-- Data extracts follows --
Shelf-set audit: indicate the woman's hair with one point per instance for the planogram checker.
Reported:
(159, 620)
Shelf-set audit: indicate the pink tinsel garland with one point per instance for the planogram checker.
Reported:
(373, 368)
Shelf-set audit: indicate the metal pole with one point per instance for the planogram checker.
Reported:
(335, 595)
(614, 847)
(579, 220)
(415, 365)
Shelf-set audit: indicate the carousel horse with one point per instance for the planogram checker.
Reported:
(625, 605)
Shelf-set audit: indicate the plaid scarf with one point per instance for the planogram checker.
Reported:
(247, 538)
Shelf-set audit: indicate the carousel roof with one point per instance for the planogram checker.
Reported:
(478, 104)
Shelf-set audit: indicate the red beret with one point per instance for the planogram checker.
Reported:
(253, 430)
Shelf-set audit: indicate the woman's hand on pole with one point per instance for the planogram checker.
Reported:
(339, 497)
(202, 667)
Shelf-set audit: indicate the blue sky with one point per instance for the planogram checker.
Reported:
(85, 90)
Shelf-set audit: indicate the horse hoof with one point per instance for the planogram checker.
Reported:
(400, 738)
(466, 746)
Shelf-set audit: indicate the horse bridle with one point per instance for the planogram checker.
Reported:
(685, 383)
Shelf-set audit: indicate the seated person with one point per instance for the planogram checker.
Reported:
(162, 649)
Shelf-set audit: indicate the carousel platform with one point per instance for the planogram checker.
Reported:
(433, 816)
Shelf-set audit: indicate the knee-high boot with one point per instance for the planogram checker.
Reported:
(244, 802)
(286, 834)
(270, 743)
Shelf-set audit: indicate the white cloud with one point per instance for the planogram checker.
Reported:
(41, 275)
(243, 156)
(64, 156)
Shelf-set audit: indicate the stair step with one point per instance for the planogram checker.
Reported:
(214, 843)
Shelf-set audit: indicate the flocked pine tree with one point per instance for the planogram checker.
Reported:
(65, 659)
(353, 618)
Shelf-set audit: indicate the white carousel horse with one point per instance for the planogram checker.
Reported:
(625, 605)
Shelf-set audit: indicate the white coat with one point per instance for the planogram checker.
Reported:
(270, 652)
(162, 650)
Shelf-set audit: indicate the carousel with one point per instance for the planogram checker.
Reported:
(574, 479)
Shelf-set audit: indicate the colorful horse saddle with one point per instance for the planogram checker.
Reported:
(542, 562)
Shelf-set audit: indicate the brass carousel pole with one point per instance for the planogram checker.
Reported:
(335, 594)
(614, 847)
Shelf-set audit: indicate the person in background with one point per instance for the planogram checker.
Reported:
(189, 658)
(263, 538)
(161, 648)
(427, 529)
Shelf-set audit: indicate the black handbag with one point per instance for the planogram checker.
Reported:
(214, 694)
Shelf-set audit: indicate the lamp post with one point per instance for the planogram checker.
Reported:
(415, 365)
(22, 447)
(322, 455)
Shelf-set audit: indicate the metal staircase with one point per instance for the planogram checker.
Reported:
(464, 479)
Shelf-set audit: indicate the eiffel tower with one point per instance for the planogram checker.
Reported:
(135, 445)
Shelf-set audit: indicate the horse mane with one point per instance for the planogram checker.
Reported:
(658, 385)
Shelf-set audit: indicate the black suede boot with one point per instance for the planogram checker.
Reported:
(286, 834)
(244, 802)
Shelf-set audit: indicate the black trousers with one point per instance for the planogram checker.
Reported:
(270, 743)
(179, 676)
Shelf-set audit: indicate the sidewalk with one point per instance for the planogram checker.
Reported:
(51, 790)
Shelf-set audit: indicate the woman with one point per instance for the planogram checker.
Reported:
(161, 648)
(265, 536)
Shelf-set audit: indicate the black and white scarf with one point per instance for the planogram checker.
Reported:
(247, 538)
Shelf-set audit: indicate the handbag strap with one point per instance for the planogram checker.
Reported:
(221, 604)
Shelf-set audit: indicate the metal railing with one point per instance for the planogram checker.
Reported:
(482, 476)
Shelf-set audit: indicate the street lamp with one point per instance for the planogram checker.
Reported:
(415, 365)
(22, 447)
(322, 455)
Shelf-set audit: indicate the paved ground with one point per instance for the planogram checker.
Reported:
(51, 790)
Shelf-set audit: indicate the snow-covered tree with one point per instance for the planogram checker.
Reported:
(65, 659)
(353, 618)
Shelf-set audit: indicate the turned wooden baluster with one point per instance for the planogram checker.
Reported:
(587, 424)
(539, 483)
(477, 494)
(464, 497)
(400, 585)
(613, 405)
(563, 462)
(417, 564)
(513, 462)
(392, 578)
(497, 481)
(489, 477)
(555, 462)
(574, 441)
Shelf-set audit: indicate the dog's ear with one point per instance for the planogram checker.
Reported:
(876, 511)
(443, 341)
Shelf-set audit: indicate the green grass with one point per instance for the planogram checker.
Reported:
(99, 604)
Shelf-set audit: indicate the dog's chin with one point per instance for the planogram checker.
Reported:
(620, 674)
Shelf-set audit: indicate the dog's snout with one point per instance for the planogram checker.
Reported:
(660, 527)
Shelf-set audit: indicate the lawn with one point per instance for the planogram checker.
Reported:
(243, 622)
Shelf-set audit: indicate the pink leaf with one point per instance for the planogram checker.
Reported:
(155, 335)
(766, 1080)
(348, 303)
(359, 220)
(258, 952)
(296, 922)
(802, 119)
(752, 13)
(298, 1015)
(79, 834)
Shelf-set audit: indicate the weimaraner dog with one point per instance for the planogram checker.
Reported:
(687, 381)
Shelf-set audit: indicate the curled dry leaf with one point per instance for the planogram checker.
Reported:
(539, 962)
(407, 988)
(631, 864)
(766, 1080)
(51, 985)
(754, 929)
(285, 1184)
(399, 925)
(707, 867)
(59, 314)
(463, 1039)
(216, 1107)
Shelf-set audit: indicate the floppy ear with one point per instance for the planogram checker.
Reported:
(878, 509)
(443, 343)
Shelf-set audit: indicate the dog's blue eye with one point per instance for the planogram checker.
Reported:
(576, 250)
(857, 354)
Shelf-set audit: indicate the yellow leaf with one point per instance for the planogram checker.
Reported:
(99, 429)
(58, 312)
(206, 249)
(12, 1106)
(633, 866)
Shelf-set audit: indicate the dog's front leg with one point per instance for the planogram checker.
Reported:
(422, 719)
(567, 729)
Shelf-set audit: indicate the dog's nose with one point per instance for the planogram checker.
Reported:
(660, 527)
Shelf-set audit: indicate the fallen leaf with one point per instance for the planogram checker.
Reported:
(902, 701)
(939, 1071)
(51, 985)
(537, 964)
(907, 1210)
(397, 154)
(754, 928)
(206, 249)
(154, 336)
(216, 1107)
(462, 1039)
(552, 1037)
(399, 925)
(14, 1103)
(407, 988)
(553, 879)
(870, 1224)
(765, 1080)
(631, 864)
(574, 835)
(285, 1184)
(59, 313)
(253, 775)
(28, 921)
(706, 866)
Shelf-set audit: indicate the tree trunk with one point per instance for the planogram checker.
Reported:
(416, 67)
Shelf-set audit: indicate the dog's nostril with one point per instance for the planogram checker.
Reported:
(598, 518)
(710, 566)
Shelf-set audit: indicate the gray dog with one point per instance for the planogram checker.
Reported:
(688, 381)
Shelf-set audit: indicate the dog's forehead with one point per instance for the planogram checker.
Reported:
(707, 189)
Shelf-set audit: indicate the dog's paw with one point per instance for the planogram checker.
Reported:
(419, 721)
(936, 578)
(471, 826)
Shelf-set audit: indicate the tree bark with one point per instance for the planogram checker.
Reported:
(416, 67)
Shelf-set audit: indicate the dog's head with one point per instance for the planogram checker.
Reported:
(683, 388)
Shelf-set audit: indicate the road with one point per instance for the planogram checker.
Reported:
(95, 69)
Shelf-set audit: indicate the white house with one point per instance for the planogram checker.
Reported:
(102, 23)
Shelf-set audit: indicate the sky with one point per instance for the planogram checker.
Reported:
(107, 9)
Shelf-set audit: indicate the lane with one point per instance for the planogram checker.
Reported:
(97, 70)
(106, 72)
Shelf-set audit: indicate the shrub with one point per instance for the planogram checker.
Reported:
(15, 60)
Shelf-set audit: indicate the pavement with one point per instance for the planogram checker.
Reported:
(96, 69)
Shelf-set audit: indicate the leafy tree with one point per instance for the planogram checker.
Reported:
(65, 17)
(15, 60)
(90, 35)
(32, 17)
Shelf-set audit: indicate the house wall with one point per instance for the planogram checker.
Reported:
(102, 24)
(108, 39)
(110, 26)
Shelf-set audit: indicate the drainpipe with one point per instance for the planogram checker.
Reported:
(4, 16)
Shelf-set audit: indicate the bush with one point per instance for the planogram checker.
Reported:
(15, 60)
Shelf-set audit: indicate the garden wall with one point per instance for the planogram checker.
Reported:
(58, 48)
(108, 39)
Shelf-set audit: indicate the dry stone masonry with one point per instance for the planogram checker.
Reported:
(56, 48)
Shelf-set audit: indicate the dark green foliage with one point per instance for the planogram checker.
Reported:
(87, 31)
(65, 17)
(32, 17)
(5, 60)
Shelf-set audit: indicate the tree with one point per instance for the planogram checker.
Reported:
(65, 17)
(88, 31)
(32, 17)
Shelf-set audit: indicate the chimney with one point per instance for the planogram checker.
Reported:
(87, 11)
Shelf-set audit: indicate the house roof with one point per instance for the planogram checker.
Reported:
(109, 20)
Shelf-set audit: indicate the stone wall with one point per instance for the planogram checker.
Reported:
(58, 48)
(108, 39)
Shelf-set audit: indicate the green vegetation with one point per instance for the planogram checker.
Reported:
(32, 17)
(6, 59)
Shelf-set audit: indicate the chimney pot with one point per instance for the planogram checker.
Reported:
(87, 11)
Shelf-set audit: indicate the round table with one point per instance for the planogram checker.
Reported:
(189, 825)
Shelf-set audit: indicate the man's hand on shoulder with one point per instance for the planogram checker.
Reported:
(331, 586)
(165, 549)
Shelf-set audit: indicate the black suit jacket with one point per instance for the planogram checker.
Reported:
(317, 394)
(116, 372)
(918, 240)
-- Data extracts concluded --
▶ [Work item] Return all lines in the entries above that carry the word "scarf".

▶ [Solution to this problem]
Shelf-set audit: indicate the plaid scarf with one point per instance for the planogram checker.
Shelf-set audit: indicate the black and white scarf with one point per instance for the planogram checker.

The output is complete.